### [WORK INSTRUCTIONS]
Where a line in the records holds "ceiling", count it once; return only the final number.
*** PROVIDED RECORDS Section Begins ***
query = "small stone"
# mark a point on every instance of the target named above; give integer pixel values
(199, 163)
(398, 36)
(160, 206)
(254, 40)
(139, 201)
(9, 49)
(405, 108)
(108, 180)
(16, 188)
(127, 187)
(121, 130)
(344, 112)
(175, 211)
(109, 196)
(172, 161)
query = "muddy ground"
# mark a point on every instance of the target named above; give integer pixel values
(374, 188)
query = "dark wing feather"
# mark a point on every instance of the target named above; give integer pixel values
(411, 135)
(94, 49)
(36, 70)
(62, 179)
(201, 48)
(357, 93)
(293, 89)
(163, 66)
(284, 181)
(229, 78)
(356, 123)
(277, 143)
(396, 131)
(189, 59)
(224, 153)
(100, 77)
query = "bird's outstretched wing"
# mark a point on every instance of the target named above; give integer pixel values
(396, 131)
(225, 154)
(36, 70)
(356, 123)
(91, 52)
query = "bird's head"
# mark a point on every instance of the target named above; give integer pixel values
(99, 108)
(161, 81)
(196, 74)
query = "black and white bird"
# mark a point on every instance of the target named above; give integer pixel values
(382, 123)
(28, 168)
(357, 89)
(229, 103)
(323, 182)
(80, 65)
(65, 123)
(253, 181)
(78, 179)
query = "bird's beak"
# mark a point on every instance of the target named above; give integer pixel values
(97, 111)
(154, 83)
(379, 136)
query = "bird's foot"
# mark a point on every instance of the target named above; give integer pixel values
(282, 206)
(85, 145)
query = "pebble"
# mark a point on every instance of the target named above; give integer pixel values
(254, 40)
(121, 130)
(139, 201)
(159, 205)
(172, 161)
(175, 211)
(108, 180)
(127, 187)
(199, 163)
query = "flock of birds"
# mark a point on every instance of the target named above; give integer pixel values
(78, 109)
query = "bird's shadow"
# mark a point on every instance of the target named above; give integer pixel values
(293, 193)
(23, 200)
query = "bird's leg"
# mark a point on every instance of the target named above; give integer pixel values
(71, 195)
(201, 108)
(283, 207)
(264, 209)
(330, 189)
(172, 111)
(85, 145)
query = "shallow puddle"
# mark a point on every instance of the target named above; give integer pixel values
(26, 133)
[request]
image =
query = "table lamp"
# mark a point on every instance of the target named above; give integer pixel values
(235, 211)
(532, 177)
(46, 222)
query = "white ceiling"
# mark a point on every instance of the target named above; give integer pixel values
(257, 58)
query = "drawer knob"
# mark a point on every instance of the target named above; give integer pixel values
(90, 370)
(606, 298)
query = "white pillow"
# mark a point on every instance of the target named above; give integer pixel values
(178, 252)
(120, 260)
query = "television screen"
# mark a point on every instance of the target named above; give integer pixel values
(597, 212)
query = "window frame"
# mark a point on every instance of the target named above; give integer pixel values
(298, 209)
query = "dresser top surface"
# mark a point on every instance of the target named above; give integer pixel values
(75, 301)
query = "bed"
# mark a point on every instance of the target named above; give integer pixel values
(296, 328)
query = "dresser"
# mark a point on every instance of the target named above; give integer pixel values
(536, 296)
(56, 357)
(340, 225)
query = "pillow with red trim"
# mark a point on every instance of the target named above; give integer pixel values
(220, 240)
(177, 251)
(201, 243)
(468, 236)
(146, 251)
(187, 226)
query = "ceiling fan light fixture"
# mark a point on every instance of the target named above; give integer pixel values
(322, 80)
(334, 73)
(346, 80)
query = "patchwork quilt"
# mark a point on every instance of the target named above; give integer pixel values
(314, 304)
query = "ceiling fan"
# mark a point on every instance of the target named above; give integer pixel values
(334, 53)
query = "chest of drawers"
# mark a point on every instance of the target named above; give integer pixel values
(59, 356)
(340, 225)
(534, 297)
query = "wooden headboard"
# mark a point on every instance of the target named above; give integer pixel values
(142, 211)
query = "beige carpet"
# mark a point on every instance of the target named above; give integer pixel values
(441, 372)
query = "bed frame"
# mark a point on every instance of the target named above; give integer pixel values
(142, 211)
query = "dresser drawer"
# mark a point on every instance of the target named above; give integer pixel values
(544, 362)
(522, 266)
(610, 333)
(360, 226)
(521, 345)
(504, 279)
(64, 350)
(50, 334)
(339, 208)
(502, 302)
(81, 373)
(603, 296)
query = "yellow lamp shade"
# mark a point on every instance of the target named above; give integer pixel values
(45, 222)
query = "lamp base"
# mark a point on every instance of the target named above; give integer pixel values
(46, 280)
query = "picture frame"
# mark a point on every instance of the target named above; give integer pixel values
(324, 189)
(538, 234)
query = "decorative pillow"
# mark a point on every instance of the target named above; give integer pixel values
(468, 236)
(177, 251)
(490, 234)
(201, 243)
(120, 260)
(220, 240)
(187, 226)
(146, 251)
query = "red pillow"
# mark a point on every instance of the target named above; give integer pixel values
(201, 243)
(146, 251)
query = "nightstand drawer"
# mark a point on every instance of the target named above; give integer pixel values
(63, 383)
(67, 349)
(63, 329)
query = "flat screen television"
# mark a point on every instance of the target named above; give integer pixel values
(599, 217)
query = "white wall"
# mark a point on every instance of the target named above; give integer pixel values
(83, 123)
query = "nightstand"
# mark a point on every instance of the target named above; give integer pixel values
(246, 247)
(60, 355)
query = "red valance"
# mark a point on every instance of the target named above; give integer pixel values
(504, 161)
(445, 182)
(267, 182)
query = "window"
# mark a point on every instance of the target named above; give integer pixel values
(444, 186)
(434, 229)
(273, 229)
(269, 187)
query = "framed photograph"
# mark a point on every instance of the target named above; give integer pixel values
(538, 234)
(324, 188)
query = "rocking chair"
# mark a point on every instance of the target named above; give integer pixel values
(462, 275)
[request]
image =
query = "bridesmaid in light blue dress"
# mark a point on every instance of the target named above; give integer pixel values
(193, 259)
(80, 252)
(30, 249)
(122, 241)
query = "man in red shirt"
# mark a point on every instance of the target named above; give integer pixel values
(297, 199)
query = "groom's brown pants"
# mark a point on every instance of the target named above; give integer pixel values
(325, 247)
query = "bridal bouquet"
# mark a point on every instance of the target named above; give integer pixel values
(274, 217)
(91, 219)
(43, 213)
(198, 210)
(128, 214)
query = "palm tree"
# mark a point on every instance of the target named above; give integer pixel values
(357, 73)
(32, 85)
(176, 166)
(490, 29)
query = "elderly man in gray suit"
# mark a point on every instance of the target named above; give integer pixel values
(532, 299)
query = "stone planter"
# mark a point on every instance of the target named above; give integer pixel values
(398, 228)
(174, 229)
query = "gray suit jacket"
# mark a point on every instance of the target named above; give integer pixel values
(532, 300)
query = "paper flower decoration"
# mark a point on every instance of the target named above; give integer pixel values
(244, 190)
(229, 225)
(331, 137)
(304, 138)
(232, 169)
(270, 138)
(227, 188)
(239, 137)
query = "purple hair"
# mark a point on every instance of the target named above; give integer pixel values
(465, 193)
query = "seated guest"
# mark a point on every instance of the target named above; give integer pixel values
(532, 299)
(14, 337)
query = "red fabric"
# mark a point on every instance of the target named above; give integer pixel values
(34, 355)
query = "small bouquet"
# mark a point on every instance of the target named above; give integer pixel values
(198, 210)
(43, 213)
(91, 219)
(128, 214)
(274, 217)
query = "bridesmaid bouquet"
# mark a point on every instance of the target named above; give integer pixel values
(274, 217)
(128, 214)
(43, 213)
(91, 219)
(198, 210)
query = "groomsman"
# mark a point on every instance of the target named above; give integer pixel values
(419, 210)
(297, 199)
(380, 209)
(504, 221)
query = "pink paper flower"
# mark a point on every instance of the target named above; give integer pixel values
*** PROVIDED RECORDS Section Ends ***
### [RESULT BELOW]
3